------ Text block ------
The Mitton Hoard is a hoard of silver coins found near Clitheroe in  Lancashire, England, in 2006 or 2009. The hoard is now in Clitheroe Castle Museum. The documented treasure consisted of 11 silver coins or parts of coins.

Local history
Mitton is divided into two villages, Great Mitton and Little Mitton. This find was first detected to the west of Great Mitton between the River Hodder and the River Ribble. The find was near a bend in the River Hodder. One source says that these coins were found in 2006 whilst another says that the coins were found using a metal detector on Monday 7 September 2009. The treasure was declared to be treasure and it was obtained by the museum services. The hoard is now on display in the Clitheroe Castle Museum.

The hoard

The hoard can be dated from the date of the last coin that was included in the hoard and this came from the 1420s. Three of the coins were the oldest and they dated to the reign of Edward I or Edward II. The English silver is 97.5% pure whilst the French fragments are 80% pure silver. With the exception of the farthing these coins represent all the small value coins. It is thought that these coins could all be in circulation at the same time. The hoard was probably either accidentally lost, or deliberately hidden, in the late 1420s.
------ Recorded data ------
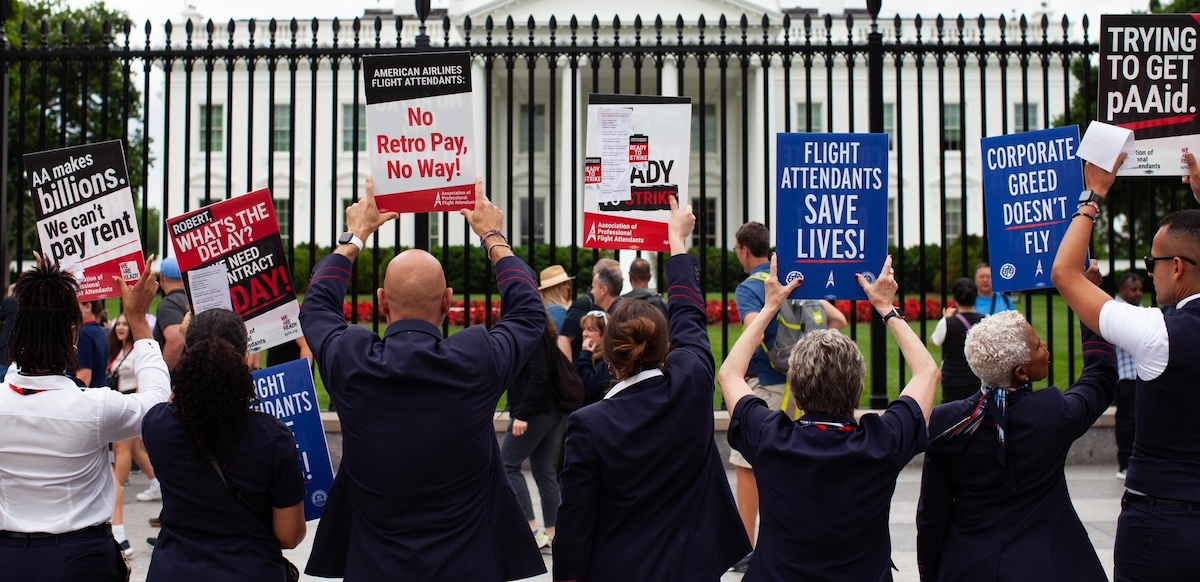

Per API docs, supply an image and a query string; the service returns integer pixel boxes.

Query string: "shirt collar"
[604,368,662,400]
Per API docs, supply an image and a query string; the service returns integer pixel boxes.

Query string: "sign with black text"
[362,50,476,212]
[167,188,301,353]
[979,125,1084,293]
[1099,14,1200,175]
[24,139,145,301]
[775,133,888,300]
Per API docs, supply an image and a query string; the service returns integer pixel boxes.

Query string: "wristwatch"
[883,307,904,325]
[337,230,367,251]
[1079,190,1104,206]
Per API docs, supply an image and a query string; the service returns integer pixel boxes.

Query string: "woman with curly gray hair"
[917,262,1117,581]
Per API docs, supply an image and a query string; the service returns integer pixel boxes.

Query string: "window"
[516,103,546,154]
[942,103,962,151]
[883,103,896,151]
[271,103,292,151]
[942,198,962,238]
[198,106,224,152]
[691,103,716,154]
[796,103,824,133]
[342,103,367,151]
[271,198,291,248]
[512,196,548,245]
[1013,103,1038,133]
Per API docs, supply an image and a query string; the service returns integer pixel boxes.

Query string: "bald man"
[300,180,546,582]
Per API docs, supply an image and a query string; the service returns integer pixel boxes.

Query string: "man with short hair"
[300,179,546,582]
[976,263,1016,317]
[620,257,667,316]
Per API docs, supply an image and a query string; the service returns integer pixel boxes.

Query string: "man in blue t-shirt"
[976,263,1016,317]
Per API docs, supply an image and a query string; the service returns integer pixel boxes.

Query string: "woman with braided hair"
[143,310,306,581]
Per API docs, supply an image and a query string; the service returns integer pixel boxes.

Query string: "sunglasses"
[1141,254,1196,277]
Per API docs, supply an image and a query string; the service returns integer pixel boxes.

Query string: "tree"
[0,0,157,280]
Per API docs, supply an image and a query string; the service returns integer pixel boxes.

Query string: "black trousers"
[0,523,128,582]
[1112,380,1138,470]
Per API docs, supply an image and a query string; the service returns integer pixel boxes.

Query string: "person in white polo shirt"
[0,257,170,582]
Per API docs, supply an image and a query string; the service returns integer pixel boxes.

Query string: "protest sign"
[167,188,300,353]
[1099,14,1200,175]
[583,95,691,251]
[979,125,1084,293]
[775,133,888,300]
[253,360,334,520]
[24,139,145,301]
[362,50,476,212]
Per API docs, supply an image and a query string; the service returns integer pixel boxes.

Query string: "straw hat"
[538,265,575,290]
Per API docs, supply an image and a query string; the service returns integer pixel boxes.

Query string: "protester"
[929,277,983,402]
[500,322,566,547]
[300,179,547,582]
[538,265,575,334]
[1112,272,1141,479]
[575,310,612,406]
[976,263,1016,317]
[917,260,1117,581]
[74,301,108,388]
[1051,152,1200,581]
[719,257,940,582]
[0,257,170,582]
[620,257,667,316]
[107,313,154,556]
[554,197,750,582]
[143,308,306,581]
[558,258,624,360]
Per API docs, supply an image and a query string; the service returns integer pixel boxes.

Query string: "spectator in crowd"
[917,260,1117,581]
[300,179,546,582]
[538,265,575,334]
[929,277,983,402]
[976,263,1016,317]
[575,310,612,406]
[1112,271,1141,479]
[554,197,750,582]
[74,301,108,388]
[1051,152,1200,581]
[719,257,940,582]
[500,320,566,547]
[107,313,154,556]
[620,257,667,316]
[143,308,306,582]
[0,257,170,582]
[558,258,624,360]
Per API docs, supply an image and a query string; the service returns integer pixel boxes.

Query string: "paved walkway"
[125,464,1124,582]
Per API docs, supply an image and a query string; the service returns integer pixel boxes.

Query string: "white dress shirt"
[0,340,170,534]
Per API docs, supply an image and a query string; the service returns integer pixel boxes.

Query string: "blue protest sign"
[254,360,334,520]
[979,125,1084,292]
[775,133,888,299]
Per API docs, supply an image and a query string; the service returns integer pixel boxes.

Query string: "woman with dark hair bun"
[554,197,750,582]
[143,310,306,581]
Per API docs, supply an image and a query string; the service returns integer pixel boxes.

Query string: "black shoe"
[730,550,754,572]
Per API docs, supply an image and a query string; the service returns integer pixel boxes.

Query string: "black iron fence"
[0,1,1184,407]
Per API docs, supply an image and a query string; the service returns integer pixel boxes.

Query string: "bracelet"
[487,242,512,260]
[479,230,508,248]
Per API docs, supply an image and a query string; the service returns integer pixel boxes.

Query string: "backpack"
[767,299,828,373]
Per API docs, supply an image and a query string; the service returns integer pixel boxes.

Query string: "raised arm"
[1050,154,1126,330]
[857,254,942,425]
[716,254,804,416]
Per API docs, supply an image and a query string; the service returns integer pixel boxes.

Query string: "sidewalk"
[125,464,1124,582]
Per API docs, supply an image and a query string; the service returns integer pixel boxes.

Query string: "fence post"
[866,0,890,409]
[412,0,432,251]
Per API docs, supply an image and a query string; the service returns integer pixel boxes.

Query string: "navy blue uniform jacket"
[300,254,546,582]
[917,328,1117,581]
[554,254,750,582]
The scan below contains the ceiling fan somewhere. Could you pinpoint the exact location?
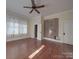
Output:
[24,0,45,14]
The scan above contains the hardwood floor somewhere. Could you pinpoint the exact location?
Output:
[6,39,73,59]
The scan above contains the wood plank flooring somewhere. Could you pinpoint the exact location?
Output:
[6,38,73,59]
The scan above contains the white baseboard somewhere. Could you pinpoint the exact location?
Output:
[43,37,73,45]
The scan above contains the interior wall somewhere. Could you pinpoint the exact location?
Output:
[29,15,41,40]
[6,11,29,41]
[44,10,73,44]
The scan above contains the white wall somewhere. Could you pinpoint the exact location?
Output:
[6,11,29,41]
[44,10,73,44]
[29,15,41,40]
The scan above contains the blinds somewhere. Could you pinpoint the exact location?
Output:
[6,17,27,37]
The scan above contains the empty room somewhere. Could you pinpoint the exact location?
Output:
[6,0,73,59]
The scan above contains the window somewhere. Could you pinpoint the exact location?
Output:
[7,17,27,36]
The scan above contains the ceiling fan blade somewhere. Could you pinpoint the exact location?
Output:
[31,0,35,6]
[35,9,40,14]
[36,5,45,8]
[29,9,33,13]
[24,6,32,8]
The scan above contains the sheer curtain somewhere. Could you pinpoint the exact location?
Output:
[6,17,27,38]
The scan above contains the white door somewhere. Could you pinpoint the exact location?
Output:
[63,20,73,44]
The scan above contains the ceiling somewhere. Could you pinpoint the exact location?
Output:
[6,0,73,16]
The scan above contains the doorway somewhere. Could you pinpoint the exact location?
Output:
[34,24,38,38]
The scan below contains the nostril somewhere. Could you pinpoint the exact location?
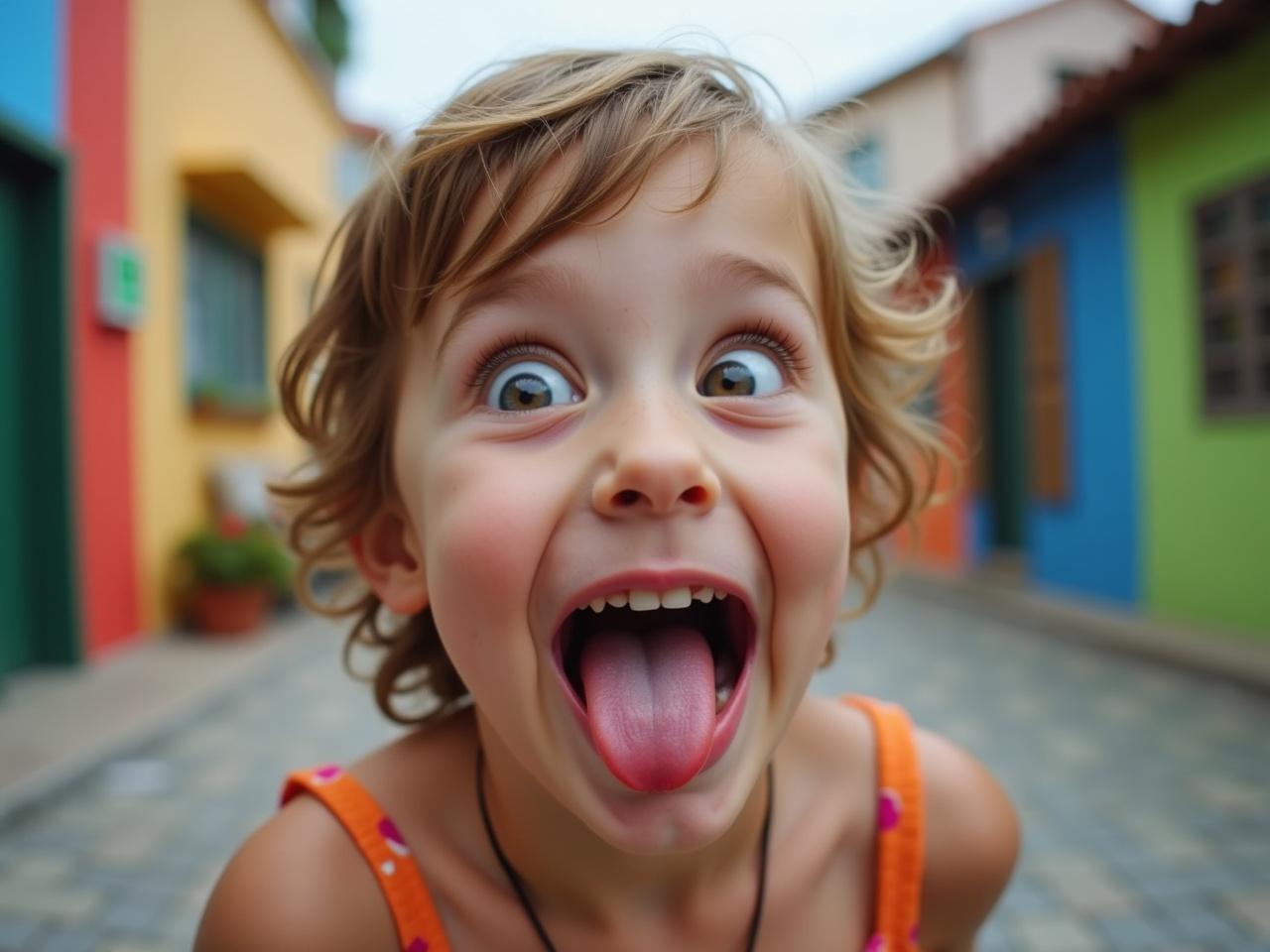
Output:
[613,489,640,509]
[680,486,706,505]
------
## Problem A
How would you sum up the Mitton Hoard text in two sentences?
## Problem B
Set down the part of the Mitton Hoard text that opens with the words containing "The Mitton Hoard" and closes with "the Clitheroe Castle Museum.".
The listing plays no part here.

## Final result A
The Mitton Hoard is a find of 11 silver coins or parts of coins made near Clitheroe in Lancashire, England, and now on display in Clitheroe Castle Museum. Its oldest coins date to the reign of Edward I or Edward II and its latest to the 1420s, and it was probably lost or hidden in the late 1420s.

## Final result B
The Mitton Hoard is a hoard of silver coins found near Clitheroe in  Lancashire, England, in 2006 or 2009. The hoard is now in Clitheroe Castle Museum. The documented treasure consisted of 11 silver coins or parts of coins.

Local history
Mitton is divided into two villages, Great Mitton and Little Mitton. This find was first detected to the west of Great Mitton between the River Hodder and the River Ribble. The find was near a bend in the River Hodder. One source says that these coins were found in 2006 whilst another says that the coins were found using a metal detector on Monday 7 September 2009. The treasure was declared to be treasure and it was obtained by the museum services. The hoard is now on display in the Clitheroe Castle Museum.